* **Work order**
Each line of the records that holds the word "bear" should be copied out.

* **Stored data entries**
_ _ _ _
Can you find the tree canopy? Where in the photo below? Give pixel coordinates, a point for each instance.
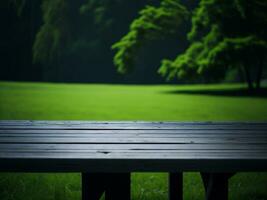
(224, 34)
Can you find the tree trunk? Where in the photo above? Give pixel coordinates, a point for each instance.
(260, 69)
(248, 78)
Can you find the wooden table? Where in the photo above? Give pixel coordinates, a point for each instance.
(107, 152)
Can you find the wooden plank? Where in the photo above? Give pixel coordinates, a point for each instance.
(76, 122)
(134, 146)
(135, 132)
(96, 127)
(141, 126)
(248, 137)
(134, 155)
(133, 140)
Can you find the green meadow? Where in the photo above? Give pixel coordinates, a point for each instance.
(47, 101)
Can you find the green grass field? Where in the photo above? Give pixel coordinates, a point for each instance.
(120, 102)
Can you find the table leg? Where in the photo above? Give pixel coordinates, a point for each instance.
(175, 186)
(115, 186)
(119, 186)
(216, 185)
(93, 186)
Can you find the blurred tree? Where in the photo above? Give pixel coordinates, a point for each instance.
(224, 34)
(153, 23)
(76, 36)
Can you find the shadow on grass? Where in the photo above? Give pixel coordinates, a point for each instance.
(236, 92)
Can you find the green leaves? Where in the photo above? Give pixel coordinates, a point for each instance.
(223, 35)
(152, 24)
(54, 33)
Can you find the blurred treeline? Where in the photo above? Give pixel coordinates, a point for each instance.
(70, 41)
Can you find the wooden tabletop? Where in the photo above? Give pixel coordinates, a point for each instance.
(92, 146)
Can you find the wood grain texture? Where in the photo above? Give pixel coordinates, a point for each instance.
(47, 146)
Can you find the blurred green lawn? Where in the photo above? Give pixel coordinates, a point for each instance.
(124, 102)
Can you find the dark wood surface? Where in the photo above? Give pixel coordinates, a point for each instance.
(92, 146)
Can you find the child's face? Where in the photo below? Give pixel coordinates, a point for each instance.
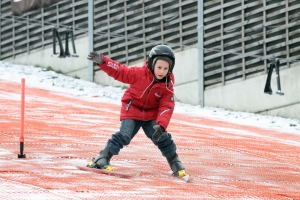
(161, 69)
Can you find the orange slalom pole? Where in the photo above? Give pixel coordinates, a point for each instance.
(21, 155)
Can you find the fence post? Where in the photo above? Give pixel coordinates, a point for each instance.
(91, 38)
(21, 155)
(200, 54)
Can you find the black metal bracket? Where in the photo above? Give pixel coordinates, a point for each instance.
(56, 33)
(268, 90)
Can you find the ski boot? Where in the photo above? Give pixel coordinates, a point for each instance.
(102, 160)
(176, 166)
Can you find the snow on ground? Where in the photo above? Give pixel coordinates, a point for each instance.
(50, 80)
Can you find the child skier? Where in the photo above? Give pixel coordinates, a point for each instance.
(148, 102)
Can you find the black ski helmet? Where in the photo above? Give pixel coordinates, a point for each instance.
(161, 51)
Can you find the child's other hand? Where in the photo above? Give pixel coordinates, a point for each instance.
(158, 132)
(95, 57)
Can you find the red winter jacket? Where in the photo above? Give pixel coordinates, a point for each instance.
(145, 99)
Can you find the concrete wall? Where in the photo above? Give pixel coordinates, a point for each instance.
(245, 95)
(70, 65)
(248, 95)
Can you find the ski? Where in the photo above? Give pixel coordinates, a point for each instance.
(111, 173)
(187, 178)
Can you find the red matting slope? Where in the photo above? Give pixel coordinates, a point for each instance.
(227, 161)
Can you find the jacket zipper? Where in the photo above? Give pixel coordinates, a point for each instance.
(163, 112)
(128, 105)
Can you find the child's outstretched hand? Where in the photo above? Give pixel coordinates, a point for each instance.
(95, 57)
(158, 132)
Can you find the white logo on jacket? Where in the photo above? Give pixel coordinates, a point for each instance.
(113, 65)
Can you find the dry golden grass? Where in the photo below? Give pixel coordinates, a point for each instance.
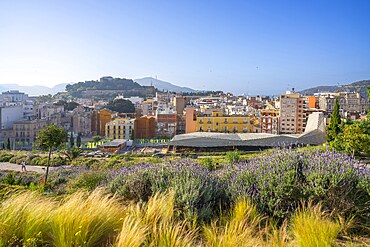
(100, 219)
(240, 230)
(85, 219)
(311, 227)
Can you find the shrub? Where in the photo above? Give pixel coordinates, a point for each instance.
(279, 181)
(88, 180)
(198, 192)
(232, 156)
(5, 157)
(87, 162)
(19, 178)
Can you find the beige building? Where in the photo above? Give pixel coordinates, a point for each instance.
(82, 120)
(291, 114)
(120, 128)
(348, 103)
(218, 122)
(25, 131)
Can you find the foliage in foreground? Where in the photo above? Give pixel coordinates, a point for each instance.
(99, 219)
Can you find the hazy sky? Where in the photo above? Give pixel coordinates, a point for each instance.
(255, 46)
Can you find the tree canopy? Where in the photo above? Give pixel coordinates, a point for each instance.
(49, 138)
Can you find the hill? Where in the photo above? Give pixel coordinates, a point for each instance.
(163, 85)
(359, 86)
(34, 90)
(108, 87)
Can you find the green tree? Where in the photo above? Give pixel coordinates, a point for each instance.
(51, 138)
(78, 140)
(335, 120)
(8, 146)
(121, 106)
(71, 140)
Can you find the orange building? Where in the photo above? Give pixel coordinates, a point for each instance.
(269, 121)
(190, 120)
(144, 127)
(100, 119)
(312, 102)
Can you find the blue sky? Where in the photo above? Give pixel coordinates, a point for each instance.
(254, 47)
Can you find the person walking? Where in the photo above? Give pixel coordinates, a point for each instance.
(23, 166)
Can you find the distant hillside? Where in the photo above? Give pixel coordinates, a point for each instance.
(34, 90)
(163, 85)
(359, 86)
(108, 87)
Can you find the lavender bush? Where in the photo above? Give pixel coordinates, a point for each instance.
(198, 192)
(279, 181)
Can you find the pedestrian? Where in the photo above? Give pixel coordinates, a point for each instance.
(23, 166)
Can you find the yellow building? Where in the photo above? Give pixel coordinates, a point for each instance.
(120, 128)
(217, 122)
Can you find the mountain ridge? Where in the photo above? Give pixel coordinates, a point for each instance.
(357, 86)
(163, 85)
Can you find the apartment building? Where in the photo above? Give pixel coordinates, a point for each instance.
(291, 113)
(144, 127)
(120, 128)
(349, 103)
(166, 123)
(218, 122)
(269, 121)
(25, 131)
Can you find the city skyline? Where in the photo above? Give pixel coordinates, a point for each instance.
(263, 47)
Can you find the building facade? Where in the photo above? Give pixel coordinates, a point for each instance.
(291, 113)
(120, 128)
(144, 127)
(218, 122)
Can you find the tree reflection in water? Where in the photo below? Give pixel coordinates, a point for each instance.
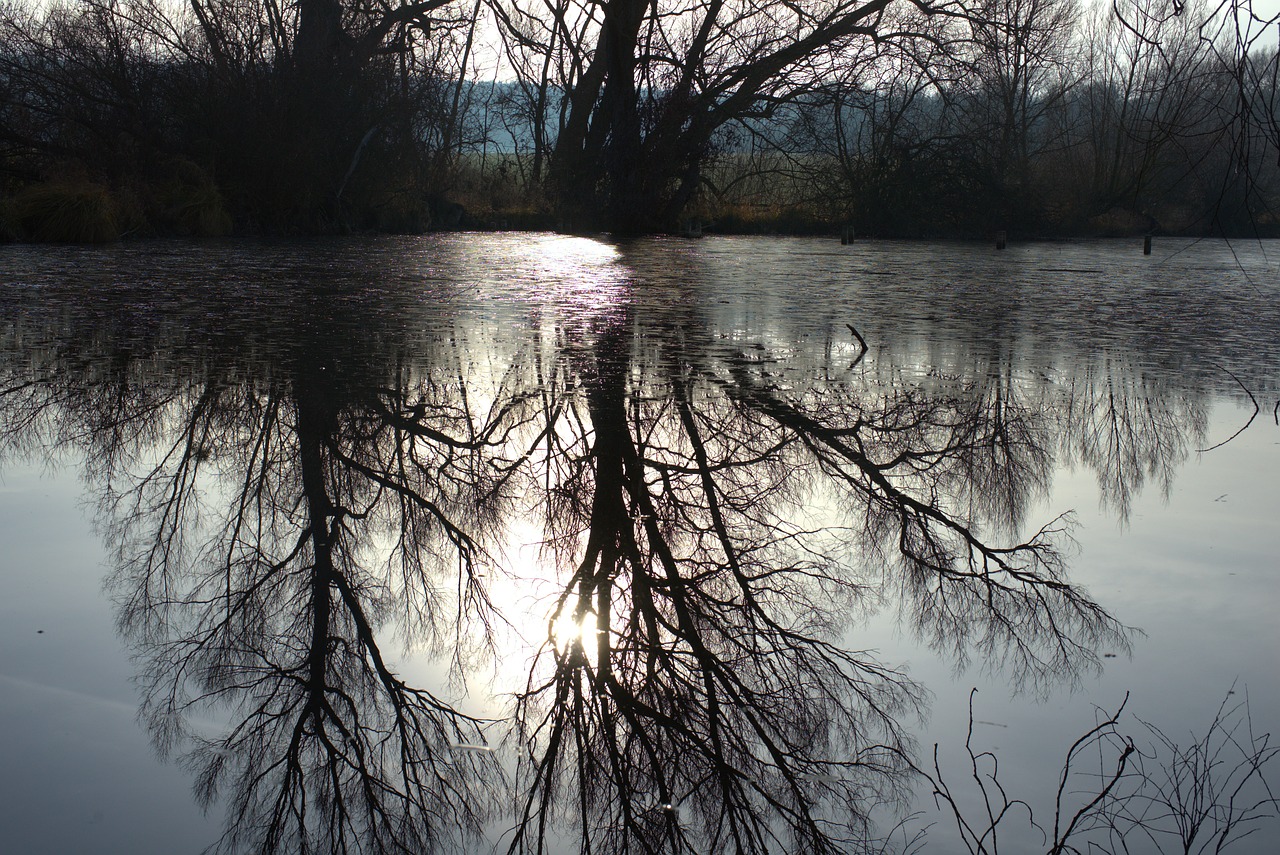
(282, 499)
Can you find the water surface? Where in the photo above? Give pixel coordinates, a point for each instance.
(691, 539)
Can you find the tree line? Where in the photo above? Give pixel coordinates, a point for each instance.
(892, 117)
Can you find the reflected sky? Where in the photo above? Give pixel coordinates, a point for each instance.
(452, 448)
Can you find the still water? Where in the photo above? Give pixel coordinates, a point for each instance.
(474, 542)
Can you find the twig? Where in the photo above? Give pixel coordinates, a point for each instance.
(1256, 411)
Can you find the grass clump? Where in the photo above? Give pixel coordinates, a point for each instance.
(63, 211)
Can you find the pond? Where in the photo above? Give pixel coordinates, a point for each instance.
(465, 542)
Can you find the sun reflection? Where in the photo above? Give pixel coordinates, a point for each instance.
(583, 273)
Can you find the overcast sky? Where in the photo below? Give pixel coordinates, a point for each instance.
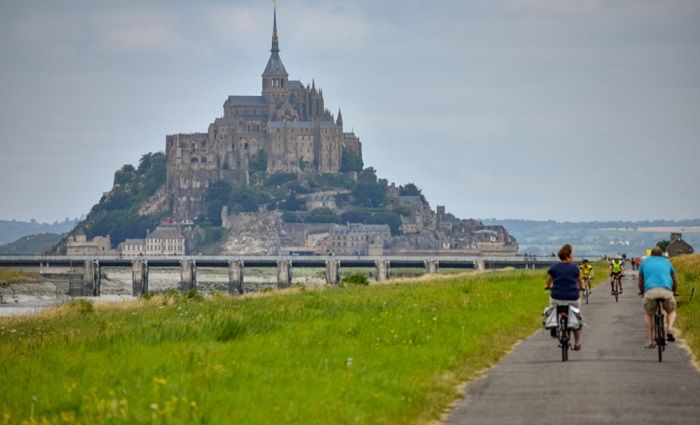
(539, 109)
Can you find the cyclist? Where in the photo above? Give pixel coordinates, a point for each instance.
(617, 268)
(564, 279)
(657, 279)
(586, 269)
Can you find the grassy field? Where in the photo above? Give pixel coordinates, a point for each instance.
(8, 276)
(384, 354)
(688, 270)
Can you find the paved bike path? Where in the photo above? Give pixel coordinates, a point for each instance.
(612, 380)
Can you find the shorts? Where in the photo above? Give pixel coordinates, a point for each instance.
(573, 303)
(669, 303)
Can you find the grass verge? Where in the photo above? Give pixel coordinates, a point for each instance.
(688, 270)
(379, 354)
(8, 276)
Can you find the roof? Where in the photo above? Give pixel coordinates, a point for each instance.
(246, 101)
(134, 242)
(359, 228)
(295, 85)
(165, 232)
(274, 66)
(302, 124)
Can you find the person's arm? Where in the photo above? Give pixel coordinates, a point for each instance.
(548, 283)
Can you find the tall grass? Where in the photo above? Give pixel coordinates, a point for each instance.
(379, 354)
(8, 276)
(688, 272)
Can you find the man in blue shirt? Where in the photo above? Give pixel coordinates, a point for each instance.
(657, 279)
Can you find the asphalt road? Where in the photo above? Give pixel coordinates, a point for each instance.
(612, 380)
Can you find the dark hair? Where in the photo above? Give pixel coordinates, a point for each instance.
(565, 252)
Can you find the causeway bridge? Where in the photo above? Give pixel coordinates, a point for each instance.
(87, 282)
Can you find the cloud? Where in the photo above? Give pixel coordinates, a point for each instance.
(140, 29)
(234, 23)
(330, 26)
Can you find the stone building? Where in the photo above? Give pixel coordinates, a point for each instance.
(132, 248)
(165, 240)
(678, 246)
(79, 245)
(314, 201)
(358, 239)
(286, 129)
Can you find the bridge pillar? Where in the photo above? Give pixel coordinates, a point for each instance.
(284, 274)
(381, 270)
(332, 272)
(235, 276)
(188, 275)
(431, 266)
(139, 277)
(91, 278)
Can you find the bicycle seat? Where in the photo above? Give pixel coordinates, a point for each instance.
(563, 309)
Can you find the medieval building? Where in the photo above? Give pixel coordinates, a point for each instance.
(286, 129)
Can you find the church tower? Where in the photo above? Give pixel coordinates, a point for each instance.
(275, 77)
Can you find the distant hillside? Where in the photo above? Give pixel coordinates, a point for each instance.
(31, 244)
(12, 230)
(597, 237)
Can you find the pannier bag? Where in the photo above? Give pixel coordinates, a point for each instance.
(551, 318)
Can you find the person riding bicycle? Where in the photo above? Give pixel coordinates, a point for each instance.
(657, 279)
(586, 269)
(564, 279)
(617, 269)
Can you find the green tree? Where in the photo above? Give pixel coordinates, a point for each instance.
(293, 203)
(259, 164)
(351, 162)
(322, 215)
(218, 194)
(391, 219)
(663, 244)
(409, 190)
(355, 216)
(369, 194)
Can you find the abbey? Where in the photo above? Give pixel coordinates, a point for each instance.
(287, 129)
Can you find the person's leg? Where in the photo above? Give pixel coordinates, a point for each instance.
(650, 333)
(671, 321)
(577, 337)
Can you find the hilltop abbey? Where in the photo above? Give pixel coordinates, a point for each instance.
(285, 129)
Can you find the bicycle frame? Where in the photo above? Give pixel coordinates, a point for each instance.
(563, 331)
(659, 329)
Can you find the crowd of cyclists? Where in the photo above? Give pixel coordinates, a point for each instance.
(657, 281)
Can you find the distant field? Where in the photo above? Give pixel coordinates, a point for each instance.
(688, 269)
(392, 353)
(17, 276)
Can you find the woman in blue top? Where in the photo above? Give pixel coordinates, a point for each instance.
(565, 282)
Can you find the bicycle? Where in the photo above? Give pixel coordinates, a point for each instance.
(659, 329)
(563, 331)
(616, 286)
(586, 288)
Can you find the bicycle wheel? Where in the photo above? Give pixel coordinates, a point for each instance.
(660, 338)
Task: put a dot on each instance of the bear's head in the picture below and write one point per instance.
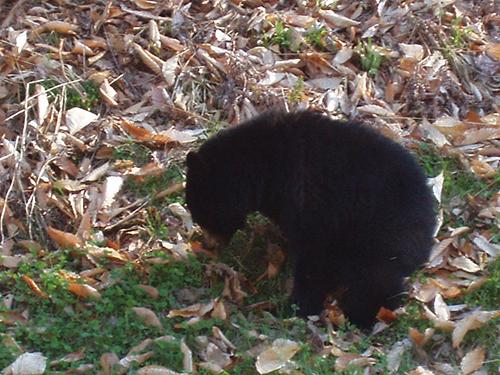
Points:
(213, 201)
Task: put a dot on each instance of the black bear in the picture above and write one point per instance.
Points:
(353, 204)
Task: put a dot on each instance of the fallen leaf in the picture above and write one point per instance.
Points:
(187, 361)
(420, 371)
(386, 315)
(28, 364)
(156, 370)
(150, 290)
(337, 20)
(276, 356)
(472, 361)
(64, 239)
(353, 360)
(465, 264)
(34, 286)
(472, 321)
(78, 118)
(83, 290)
(148, 316)
(196, 310)
(441, 308)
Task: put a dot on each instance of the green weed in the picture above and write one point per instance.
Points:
(457, 181)
(84, 94)
(282, 37)
(150, 185)
(315, 37)
(156, 225)
(370, 59)
(136, 152)
(297, 93)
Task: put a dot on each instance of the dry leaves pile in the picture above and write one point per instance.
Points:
(165, 69)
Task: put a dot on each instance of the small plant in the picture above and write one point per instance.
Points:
(136, 152)
(150, 185)
(83, 95)
(315, 37)
(371, 59)
(281, 36)
(156, 225)
(297, 93)
(459, 33)
(86, 97)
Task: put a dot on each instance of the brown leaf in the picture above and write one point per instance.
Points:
(473, 321)
(148, 316)
(493, 50)
(108, 362)
(34, 287)
(472, 361)
(353, 360)
(150, 290)
(386, 315)
(57, 26)
(64, 239)
(196, 310)
(83, 290)
(276, 356)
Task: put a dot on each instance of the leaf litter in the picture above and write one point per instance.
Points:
(88, 89)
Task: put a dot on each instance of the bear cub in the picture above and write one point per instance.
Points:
(353, 205)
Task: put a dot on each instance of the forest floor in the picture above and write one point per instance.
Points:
(101, 268)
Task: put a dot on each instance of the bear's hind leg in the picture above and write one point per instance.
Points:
(364, 298)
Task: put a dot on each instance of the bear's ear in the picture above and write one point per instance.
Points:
_ _ _ _
* **Answer section**
Task: put a dot on each instance of the bear's head in the picture below and write one point per instance.
Task: put a dot on each instance of the black bear in the picture above and write one point per instance.
Task: put a dot on each instance of the bear cub in the picture above and write one point per instance.
Task: put a dot on each instance of the bear's hind leg in the picture above and write one point per instance.
Task: put a dot on each instance of the bear's ear in the picture above and write one point per instance.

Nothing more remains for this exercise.